Entries supplied:
--- Begin ---
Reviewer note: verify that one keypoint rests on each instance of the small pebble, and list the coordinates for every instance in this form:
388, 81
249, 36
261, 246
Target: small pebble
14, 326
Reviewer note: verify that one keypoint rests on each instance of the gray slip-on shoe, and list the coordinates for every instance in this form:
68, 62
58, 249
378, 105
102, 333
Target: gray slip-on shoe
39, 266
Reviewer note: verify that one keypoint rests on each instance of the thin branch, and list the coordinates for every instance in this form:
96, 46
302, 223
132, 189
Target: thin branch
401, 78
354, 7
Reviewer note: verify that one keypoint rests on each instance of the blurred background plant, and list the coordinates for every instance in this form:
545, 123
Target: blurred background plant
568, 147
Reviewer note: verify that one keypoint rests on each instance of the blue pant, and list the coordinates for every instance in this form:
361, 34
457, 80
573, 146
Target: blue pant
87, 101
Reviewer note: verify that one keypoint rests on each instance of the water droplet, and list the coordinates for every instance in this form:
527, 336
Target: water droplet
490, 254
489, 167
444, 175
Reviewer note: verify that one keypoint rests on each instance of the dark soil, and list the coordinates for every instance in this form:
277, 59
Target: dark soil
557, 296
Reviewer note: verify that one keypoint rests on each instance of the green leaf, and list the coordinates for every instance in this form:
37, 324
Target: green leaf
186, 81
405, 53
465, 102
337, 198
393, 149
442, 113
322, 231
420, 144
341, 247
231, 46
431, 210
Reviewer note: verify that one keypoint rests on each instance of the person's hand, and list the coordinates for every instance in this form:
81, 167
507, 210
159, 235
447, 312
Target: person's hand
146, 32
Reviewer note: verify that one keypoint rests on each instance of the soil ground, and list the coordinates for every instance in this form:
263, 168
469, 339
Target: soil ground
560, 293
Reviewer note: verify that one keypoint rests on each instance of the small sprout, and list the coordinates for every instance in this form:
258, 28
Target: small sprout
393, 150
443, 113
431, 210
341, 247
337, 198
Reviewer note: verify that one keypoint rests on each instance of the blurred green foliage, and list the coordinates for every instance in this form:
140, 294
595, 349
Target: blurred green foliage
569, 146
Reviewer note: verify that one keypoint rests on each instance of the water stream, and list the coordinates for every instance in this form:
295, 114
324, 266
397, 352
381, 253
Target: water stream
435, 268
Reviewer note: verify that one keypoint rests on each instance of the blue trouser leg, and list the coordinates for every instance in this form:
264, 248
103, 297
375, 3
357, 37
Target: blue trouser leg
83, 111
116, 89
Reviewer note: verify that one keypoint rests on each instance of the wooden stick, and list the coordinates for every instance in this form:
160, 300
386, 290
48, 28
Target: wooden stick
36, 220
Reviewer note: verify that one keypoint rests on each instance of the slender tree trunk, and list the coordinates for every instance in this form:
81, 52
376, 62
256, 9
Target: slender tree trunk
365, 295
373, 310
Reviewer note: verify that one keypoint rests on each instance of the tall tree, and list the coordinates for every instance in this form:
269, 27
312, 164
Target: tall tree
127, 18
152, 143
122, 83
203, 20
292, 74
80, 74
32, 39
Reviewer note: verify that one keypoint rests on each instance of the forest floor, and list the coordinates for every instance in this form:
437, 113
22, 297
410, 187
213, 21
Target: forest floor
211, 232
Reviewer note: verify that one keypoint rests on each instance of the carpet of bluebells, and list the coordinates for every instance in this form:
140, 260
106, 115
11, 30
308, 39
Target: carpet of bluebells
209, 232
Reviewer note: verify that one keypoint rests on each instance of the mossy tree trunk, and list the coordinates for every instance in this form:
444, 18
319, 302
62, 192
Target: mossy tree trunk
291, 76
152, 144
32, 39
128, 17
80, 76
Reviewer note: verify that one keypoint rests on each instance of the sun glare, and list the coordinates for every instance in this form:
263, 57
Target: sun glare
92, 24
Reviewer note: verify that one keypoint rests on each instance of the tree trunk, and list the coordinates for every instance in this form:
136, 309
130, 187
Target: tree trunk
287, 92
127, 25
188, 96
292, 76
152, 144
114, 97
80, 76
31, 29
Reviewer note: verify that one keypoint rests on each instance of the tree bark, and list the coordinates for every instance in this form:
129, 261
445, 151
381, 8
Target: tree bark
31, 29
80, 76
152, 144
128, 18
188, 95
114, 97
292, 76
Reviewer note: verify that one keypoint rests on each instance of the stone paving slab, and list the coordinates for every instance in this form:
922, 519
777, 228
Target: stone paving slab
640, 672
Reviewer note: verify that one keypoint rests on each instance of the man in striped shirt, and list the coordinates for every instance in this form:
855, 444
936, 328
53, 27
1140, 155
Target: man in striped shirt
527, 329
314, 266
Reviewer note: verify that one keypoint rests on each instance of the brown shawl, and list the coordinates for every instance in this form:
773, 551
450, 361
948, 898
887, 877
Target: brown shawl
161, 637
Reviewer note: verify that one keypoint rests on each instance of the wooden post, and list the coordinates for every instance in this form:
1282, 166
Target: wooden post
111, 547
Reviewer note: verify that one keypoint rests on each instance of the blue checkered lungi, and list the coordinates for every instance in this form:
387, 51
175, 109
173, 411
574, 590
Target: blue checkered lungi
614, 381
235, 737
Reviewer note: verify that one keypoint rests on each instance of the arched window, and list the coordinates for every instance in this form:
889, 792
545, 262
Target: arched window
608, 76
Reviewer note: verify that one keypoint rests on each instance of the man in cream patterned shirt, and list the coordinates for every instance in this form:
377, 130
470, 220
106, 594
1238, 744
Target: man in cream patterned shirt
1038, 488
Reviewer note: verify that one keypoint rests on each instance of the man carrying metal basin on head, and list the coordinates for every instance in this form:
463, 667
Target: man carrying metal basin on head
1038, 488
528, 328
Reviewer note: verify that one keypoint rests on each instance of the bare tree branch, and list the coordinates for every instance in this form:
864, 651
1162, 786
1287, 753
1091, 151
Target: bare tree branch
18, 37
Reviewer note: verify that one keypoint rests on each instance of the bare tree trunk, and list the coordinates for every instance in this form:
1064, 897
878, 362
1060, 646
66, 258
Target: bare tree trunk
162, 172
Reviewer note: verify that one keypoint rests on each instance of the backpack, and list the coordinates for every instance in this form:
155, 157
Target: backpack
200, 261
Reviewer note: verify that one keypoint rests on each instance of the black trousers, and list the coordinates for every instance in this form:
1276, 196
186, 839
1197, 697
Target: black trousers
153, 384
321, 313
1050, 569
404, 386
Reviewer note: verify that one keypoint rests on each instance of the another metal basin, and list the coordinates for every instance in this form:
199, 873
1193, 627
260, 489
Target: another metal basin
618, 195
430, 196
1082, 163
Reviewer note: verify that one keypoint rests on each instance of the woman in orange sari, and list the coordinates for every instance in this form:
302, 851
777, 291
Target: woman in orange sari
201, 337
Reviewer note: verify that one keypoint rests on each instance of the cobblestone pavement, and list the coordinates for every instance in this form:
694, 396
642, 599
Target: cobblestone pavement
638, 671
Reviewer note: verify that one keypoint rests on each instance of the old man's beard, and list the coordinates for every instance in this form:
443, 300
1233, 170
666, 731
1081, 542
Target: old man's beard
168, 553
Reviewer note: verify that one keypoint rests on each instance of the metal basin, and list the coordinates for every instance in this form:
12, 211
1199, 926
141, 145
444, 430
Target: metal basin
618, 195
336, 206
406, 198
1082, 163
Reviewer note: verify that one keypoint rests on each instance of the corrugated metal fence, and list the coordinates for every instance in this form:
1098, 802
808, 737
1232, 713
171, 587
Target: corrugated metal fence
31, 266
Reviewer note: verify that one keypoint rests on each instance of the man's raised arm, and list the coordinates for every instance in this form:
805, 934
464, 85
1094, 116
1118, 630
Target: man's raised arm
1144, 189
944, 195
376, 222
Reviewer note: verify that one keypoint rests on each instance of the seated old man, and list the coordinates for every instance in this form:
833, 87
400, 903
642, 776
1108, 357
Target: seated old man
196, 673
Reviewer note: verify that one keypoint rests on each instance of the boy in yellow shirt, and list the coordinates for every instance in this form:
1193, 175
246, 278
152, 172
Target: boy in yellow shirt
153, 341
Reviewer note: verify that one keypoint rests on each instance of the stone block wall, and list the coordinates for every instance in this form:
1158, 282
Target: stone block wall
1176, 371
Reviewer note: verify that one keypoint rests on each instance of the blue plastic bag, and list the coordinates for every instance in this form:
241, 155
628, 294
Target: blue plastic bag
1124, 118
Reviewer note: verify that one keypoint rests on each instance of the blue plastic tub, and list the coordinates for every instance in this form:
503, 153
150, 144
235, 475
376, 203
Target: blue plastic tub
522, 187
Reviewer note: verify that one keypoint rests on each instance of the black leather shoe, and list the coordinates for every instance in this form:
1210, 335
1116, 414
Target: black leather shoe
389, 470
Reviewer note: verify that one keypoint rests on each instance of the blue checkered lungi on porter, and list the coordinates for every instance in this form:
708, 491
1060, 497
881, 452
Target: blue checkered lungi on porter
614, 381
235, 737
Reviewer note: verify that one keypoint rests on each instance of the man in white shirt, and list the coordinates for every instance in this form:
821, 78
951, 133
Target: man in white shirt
--- End ---
Work required: Keep only the lines from the one containing "plastic tub, and" to the end of the entries, and repeat them exactly.

Task result:
Reviewer note: verify that one keypoint rests on each instance of the blue plastic tub, and list the coordinates for every instance in this form:
503, 153
150, 144
235, 475
376, 203
Target: blue plastic tub
522, 187
Reviewer note: verify that one keypoint rests on each instance of the black leather shoe, and list the coordinates for every instance in this form:
1210, 335
1116, 414
Target: black leather shoe
389, 470
Reviewer note: verify that one keypoint rests on each instance of the blue checkered lungi on porter, and list the coordinates for every instance in this form:
708, 491
1060, 497
881, 452
Target: blue checkered lungi on porter
614, 381
235, 737
Reviewer note: verify that one keypoint rests on each instance of the man in white shirt, and list the coordinates for every instance in this form:
821, 78
951, 133
Target: man in white shirt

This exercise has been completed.